**Фрагмент документа**
_____
Чиновники из Шекара находились все еще в деревне в ожидании сменных лошадей, и нам пришлось послать им сообщение. Полковника и меня оставили с грузом. Мы начали разгрузку, а «истощенные» животные вскочили на ноги и принялись пастись на горном склоне. После прибытия чиновников колонну ослов снова нагрузили, и она медленно начала двигаться к перевалу. Профессор Рерих с остальной частью нашего отряда был уже далеко впереди, на вершине перевала. Полковнику и мне пришлось остаться с двумя верблюдами, помогая погонщику. Подъем был чрезвычайно крут, и нам потребовалось целых три часа, чтобы добраться до вершины. Мы спустились с перевала, следуя через размытый каньон к равнине, бассейну озера Тшомо Третунг.
_____
**Что сделать**
A. Ответьте по фрагменту о переходе через перевал на три вопроса:
(i) Чего ждали в деревне чиновники из Шекара?
(ii) Где находился профессор Рерих с остальной частью отряда?
(iii) Сколько времени занял подъем до вершины?
B. Продолжите фрагмент о переходе через перевал, начав сразу после его последнего предложения.

**Предоставленный материал**
_____
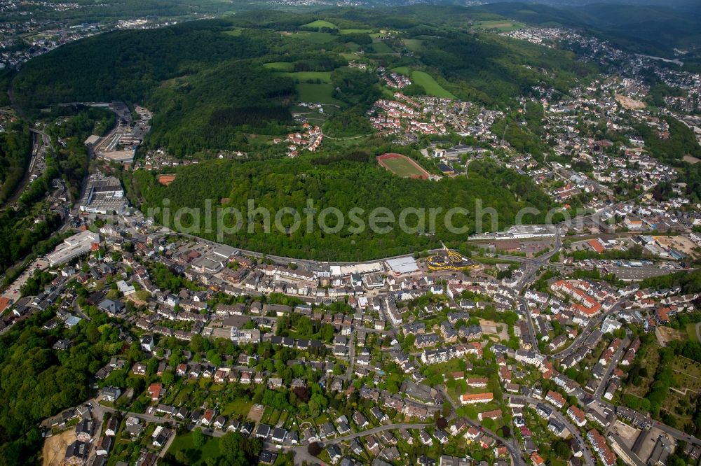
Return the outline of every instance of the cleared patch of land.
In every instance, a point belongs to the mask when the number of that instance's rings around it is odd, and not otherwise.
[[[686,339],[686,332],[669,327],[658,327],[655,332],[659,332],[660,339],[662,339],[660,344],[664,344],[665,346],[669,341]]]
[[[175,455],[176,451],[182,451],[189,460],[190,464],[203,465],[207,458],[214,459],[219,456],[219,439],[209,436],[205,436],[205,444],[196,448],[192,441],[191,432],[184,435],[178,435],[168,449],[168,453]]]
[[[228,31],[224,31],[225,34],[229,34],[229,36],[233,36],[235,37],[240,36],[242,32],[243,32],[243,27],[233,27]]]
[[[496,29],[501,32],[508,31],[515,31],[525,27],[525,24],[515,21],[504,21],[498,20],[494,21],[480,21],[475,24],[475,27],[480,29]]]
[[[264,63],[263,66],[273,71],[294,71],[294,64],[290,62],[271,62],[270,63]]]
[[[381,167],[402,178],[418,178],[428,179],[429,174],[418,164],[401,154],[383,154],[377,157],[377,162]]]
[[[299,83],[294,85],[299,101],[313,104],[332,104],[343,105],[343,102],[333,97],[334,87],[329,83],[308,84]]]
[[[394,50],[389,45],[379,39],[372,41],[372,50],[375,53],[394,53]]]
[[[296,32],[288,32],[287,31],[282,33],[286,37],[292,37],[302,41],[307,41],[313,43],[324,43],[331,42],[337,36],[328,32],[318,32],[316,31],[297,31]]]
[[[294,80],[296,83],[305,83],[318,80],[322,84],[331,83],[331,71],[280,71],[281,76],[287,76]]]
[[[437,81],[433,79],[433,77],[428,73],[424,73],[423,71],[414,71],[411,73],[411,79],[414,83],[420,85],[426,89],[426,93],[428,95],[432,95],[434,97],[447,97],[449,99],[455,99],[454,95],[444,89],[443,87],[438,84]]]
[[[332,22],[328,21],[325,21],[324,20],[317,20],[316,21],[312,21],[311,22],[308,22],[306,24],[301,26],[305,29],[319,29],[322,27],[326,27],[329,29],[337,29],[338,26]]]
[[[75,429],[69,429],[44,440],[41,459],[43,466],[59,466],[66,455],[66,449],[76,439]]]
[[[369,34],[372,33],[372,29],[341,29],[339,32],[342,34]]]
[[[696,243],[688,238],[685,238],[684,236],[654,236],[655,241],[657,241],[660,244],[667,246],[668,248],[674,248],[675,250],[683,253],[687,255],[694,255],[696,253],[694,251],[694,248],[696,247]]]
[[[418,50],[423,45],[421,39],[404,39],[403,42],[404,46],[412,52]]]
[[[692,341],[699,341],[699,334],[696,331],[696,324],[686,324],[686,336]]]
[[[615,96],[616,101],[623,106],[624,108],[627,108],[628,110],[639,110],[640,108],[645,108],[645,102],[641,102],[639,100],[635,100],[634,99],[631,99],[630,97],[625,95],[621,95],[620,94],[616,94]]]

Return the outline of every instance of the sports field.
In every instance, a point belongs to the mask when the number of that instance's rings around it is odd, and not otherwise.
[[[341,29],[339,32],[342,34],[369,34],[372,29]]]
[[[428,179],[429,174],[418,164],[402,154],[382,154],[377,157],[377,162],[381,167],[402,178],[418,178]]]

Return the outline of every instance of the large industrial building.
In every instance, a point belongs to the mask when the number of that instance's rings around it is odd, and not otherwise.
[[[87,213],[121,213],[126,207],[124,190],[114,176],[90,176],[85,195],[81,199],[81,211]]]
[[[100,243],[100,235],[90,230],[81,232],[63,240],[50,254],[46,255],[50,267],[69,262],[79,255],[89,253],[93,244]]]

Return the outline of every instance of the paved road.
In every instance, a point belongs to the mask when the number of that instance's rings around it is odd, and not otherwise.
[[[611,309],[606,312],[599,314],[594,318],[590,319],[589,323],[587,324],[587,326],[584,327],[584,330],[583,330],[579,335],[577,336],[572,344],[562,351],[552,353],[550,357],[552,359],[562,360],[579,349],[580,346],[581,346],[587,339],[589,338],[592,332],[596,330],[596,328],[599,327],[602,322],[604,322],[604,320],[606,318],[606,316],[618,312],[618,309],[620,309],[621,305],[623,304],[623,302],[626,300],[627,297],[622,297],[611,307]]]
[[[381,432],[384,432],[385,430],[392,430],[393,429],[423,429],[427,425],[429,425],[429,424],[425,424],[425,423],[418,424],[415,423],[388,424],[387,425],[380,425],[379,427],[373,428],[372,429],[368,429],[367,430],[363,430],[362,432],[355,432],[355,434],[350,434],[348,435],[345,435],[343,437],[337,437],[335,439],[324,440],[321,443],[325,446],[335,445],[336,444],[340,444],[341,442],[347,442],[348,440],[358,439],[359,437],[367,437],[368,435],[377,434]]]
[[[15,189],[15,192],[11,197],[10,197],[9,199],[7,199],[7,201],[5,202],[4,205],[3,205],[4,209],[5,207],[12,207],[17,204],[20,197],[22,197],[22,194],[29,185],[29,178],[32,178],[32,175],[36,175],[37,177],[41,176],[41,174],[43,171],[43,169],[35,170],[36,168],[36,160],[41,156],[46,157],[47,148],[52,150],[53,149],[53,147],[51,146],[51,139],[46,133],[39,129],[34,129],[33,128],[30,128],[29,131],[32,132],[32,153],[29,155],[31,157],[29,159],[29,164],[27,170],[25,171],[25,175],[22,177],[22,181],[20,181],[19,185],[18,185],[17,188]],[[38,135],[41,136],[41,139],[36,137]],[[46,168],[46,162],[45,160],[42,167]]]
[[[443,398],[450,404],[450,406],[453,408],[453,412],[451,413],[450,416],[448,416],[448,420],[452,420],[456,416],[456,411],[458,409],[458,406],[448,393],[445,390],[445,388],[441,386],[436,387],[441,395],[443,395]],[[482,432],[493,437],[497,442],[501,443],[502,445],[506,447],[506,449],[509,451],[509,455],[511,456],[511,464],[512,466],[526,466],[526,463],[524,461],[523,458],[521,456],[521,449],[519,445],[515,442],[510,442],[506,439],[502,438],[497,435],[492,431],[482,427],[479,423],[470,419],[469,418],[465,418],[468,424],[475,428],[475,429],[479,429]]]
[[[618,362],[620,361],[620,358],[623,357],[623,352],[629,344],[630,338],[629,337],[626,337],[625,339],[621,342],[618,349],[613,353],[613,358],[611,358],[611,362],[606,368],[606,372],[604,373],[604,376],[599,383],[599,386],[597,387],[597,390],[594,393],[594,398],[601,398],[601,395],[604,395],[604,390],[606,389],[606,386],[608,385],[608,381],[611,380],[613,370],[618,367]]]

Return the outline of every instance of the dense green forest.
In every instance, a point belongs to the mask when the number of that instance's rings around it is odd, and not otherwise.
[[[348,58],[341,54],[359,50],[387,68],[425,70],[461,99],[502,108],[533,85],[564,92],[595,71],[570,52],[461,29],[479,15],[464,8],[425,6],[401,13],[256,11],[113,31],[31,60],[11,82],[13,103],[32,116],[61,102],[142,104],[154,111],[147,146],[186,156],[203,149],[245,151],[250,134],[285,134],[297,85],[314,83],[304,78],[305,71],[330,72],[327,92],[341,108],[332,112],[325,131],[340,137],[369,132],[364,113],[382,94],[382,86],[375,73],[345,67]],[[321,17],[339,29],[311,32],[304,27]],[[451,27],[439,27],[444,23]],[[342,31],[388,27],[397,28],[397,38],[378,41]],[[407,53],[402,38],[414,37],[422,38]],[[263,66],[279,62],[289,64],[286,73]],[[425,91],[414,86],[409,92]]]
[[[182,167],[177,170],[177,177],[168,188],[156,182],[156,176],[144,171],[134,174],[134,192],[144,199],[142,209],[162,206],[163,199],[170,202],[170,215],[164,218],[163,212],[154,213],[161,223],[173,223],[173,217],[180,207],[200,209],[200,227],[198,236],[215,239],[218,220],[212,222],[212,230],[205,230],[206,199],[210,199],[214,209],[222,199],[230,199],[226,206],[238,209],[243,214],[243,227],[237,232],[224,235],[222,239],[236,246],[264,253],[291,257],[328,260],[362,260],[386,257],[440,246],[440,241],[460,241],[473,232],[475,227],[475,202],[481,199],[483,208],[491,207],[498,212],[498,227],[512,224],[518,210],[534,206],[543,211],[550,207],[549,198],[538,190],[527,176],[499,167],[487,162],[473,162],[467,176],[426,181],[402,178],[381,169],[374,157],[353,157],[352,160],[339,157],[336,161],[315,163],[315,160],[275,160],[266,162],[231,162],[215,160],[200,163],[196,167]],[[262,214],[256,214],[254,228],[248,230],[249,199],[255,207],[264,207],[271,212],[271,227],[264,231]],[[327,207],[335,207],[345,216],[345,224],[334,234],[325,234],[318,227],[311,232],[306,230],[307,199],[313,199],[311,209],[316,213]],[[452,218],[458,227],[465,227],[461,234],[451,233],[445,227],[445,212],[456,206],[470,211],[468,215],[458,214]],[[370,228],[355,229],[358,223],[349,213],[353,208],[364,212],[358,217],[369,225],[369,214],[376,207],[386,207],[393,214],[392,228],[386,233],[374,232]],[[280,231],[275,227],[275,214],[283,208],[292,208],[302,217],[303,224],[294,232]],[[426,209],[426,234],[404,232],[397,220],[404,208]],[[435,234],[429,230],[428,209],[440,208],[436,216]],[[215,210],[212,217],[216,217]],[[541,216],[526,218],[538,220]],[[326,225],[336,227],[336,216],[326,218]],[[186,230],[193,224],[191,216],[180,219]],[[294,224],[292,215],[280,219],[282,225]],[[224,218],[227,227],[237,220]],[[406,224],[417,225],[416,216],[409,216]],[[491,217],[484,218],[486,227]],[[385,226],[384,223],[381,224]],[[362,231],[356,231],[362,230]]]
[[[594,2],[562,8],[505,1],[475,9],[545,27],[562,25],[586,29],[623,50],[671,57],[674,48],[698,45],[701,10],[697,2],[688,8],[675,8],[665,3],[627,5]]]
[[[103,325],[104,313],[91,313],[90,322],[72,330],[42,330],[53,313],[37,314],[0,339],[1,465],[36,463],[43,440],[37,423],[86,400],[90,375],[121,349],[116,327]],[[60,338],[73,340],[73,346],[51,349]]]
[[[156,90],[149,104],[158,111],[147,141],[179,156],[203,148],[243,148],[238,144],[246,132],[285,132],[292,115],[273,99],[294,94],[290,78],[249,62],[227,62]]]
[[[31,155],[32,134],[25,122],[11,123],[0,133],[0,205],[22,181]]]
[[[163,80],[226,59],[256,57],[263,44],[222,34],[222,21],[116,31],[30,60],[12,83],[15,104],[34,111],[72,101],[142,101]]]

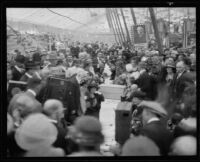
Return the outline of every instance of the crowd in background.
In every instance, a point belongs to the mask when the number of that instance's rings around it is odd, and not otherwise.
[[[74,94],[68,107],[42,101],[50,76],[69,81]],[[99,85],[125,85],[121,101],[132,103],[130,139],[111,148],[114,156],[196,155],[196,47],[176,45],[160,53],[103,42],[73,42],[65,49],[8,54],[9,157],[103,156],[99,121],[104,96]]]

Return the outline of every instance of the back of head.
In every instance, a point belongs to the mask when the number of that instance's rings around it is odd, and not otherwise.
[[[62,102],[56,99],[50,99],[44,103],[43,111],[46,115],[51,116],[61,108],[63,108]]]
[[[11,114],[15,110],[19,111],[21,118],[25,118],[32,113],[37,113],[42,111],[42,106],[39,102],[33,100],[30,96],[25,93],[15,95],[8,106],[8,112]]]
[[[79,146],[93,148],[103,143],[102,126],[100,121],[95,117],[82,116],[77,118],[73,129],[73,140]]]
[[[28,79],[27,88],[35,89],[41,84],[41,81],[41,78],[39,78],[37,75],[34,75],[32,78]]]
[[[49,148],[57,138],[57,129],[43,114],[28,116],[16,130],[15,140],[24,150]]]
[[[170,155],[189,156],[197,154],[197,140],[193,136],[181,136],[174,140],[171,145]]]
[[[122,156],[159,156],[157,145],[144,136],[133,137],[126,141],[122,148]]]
_____
**Итоговые ответы**
A.
(i) Сменных лошадей.
(ii) Далеко впереди, на вершине перевала.
(iii) Целых три часа.

B.
К югу поднималась заснеженная горная цепь Центральных Гималаев. Путь проходил вдоль западного берега озера. Около озера мы догнали остальную часть нашего отряда и пересекли плоский перевал, расположенный юго-западнее озера. Вскоре после того как мы достигли вершины перевала, пошел мокрый снег и подул холодный западный ветер. Спуск был длинным, но постепенным и вел к огромной нагорной равнине, распростершейся вдоль северного подножья Гималаев. Путь был тяжелым, во многих местах заваленный грудами детритов и валунов, скатившихся с горных склонов. У подножья мы миновали маленький сельский дом и несколько ячменных полей. Оттуда дорога поворачивала на запад, и вскоре перед нами оказался дзонг Тингкье на западном берегу небольшого озера.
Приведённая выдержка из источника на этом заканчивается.